* What the task requires
Produce a verbatim copy of the records, and keep the images out of it.

── Raw data

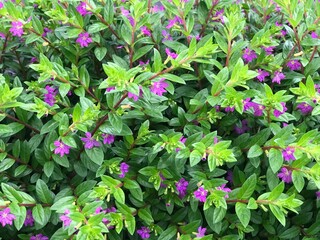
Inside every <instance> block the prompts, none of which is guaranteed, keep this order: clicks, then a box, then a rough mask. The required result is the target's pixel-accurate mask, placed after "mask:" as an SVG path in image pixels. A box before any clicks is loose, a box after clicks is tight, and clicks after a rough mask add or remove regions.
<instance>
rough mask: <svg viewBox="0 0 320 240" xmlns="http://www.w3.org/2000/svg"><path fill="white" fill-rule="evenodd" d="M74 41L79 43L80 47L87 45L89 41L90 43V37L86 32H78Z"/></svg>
mask: <svg viewBox="0 0 320 240" xmlns="http://www.w3.org/2000/svg"><path fill="white" fill-rule="evenodd" d="M76 43H79V45H80V47H88V46H89V43H92V38H91V37H90V35H89V33H87V32H84V33H80V34H79V36H78V38H77V40H76Z"/></svg>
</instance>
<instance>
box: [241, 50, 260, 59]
mask: <svg viewBox="0 0 320 240" xmlns="http://www.w3.org/2000/svg"><path fill="white" fill-rule="evenodd" d="M242 58H243V59H244V61H245V63H249V62H252V61H253V59H255V58H257V54H256V53H255V51H253V50H251V49H250V48H246V49H245V50H244V53H243V55H242Z"/></svg>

────

* Exercise answer
Inside every <instance> block the prompts, none of which is guaranteed, keep this order: clicks, then a box, then a rough mask. The required result is the target's pixel-accurate mask, placed after "mask:" as an SVG path in image pixels. A box before any clicks is loose, a box after clicks is tight, and clicks after a rough mask add or remove regions.
<instance>
rough mask: <svg viewBox="0 0 320 240" xmlns="http://www.w3.org/2000/svg"><path fill="white" fill-rule="evenodd" d="M74 41L79 43L80 47L87 45L89 41L90 43V37L86 32H78Z"/></svg>
mask: <svg viewBox="0 0 320 240" xmlns="http://www.w3.org/2000/svg"><path fill="white" fill-rule="evenodd" d="M76 43H79V45H80V47H88V46H89V43H92V38H91V37H90V35H89V33H87V32H84V33H80V34H79V36H78V38H77V40H76Z"/></svg>
</instance>
<instance>
box: [241, 50, 260, 59]
mask: <svg viewBox="0 0 320 240" xmlns="http://www.w3.org/2000/svg"><path fill="white" fill-rule="evenodd" d="M242 58H243V59H244V61H245V63H249V62H252V61H253V59H255V58H257V54H256V53H255V51H253V50H251V49H250V48H246V49H245V50H244V53H243V55H242Z"/></svg>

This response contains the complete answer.